EXTRACT:
* * * *
Those in the "developing" stage of ratings now are the ones who have been told they need help in certain areas and have been given the chance to take courses, have a mentoring teacher and/or follow a prescribed plan from the administrator to improve.

The addition of using student's test scores is what throws a kink in the system. Obviously, not all students are alike, not all are "highly effective" themselves!!!! Teachers can end up with a lot of classes that are for very intelligent kids and others can end up with classes for kids who have been failing and need a lot of extra help. Test scores in those two groups are going to be very different, so how do the teachers get rated on an equal basis? Maybe teachers with great classes should get fewer "points" and teachers of lower level classes should get more "points" to try to equalize the ratings for them? In other words teachers of high level classes would have to work harder to earn a "highly effective" rating since the kids are already very successful. IDK, something has to be figured out since this rating system doesn't seem fair to anyone.
* * * *
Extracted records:
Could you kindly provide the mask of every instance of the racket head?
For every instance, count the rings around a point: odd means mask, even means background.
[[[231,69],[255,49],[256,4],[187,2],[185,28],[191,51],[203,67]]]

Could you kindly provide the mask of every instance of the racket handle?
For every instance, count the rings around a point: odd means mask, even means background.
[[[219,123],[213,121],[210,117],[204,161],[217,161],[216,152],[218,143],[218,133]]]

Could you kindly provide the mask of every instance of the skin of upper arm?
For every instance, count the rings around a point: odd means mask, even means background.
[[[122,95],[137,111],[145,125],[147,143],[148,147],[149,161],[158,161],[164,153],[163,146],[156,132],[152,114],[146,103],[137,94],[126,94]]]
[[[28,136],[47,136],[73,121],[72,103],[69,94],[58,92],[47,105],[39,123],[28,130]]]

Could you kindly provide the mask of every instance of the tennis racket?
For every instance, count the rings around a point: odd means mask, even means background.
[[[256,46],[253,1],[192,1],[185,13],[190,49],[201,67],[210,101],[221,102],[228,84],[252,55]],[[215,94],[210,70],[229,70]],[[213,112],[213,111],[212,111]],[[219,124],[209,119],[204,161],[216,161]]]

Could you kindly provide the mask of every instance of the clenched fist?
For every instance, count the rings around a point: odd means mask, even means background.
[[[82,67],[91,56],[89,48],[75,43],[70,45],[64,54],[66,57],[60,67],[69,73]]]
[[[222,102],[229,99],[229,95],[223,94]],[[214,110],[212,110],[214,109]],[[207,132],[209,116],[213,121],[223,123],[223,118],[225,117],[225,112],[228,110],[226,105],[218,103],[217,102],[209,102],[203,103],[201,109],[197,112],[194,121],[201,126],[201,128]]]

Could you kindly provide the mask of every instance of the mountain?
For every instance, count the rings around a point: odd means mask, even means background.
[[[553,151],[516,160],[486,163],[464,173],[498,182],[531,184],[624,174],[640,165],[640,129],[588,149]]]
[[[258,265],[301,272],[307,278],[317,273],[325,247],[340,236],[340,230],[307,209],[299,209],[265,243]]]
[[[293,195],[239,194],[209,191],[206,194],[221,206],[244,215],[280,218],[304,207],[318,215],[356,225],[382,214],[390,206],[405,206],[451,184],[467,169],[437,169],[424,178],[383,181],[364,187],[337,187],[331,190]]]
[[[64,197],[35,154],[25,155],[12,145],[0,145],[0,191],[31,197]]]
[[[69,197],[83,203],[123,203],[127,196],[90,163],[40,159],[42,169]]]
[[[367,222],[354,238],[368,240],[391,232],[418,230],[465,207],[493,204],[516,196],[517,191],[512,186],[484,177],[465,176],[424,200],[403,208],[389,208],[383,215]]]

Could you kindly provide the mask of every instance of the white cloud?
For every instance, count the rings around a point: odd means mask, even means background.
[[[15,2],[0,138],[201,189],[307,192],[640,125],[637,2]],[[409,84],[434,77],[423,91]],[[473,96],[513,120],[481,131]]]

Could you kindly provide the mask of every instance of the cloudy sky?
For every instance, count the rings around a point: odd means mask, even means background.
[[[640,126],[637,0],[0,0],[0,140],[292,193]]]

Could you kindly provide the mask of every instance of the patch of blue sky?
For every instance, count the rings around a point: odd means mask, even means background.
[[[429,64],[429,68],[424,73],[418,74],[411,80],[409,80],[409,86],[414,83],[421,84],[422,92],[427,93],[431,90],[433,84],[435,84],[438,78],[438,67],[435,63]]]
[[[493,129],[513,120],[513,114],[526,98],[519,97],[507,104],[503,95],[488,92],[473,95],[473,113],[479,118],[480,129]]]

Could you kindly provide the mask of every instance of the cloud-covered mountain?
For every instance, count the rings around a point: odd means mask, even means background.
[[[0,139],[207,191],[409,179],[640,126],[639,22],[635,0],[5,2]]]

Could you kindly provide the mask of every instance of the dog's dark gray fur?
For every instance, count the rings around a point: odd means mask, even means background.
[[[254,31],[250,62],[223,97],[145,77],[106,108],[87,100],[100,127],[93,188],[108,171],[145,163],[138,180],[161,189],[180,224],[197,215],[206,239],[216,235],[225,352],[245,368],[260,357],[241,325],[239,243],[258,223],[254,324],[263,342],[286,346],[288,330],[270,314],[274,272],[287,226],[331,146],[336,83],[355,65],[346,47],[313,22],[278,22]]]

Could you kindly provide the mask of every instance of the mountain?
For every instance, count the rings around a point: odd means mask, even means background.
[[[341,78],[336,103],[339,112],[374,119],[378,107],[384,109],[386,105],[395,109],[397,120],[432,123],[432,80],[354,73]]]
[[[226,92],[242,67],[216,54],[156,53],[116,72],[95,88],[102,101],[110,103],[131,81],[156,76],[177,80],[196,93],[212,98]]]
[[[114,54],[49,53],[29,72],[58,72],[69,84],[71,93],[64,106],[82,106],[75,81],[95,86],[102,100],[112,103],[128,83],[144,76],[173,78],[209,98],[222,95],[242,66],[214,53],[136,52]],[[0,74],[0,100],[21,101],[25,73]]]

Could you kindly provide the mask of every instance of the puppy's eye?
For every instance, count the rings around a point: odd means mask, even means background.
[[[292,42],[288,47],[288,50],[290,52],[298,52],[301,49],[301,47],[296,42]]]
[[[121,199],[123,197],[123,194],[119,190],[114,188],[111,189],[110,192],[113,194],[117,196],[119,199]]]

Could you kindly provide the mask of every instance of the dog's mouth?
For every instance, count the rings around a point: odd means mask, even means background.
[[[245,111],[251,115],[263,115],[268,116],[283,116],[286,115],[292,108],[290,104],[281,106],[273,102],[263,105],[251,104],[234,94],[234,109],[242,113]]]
* * * *
SET PROBLEM 1: In the commentary on teacher ratings, reproduce the portion between "The addition of" and "fair to anyone.", inclusive, swapping "points" for "credits".
SET PROBLEM 2: Extend the commentary on teacher ratings past its final sentence.

RESPONSE 1:
The addition of using student's test scores is what throws a kink in the system. Obviously, not all students are alike, not all are "highly effective" themselves!!!! Teachers can end up with a lot of classes that are for very intelligent kids and others can end up with classes for kids who have been failing and need a lot of extra help. Test scores in those two groups are going to be very different, so how do the teachers get rated on an equal basis? Maybe teachers with great classes should get fewer "credits" and teachers of lower level classes should get more "credits" to try to equalize the ratings for them? In other words teachers of high level classes would have to work harder to earn a "highly effective" rating since the kids are already very successful. IDK, something has to be figured out since this rating system doesn't seem fair to anyone.

RESPONSE 2:
Isn't it true that parents in a district can see their individual teacher's ratings? The public has no need to see them as long as we get a general picture of how the district is doing.
Obviously my initial post was a response to anothers rant. I think your statement on Tenure is a key factor, once they get the "golden key" your stuck with them. I had many teachers that failed on many scales but had tenure so you couldn't let them go.

Our teachers/schools are evaluated on how well the kids do on the tests, it's not the most accurate but the idea is you need a standard way to rate a school. It continues to evolve and surprisingly the schools that are failing are those that we knew would fail. Prior to this system the districts evaluated their schools and weren't always honest.

I agree with your statements on class types expecting the lower 10% to perform like the top 10% is unrealistic but you have to start somewhere. Many people have a head in the sand outlook and don't want changes that could cause "their" schools to be ranked lower than they have been. I also agree that individual evaluations should not be public fodder but I think each schools overall grade not the collective district score should be made public. I think viewing it as a work in progress that will continue to evolve might be the best approach.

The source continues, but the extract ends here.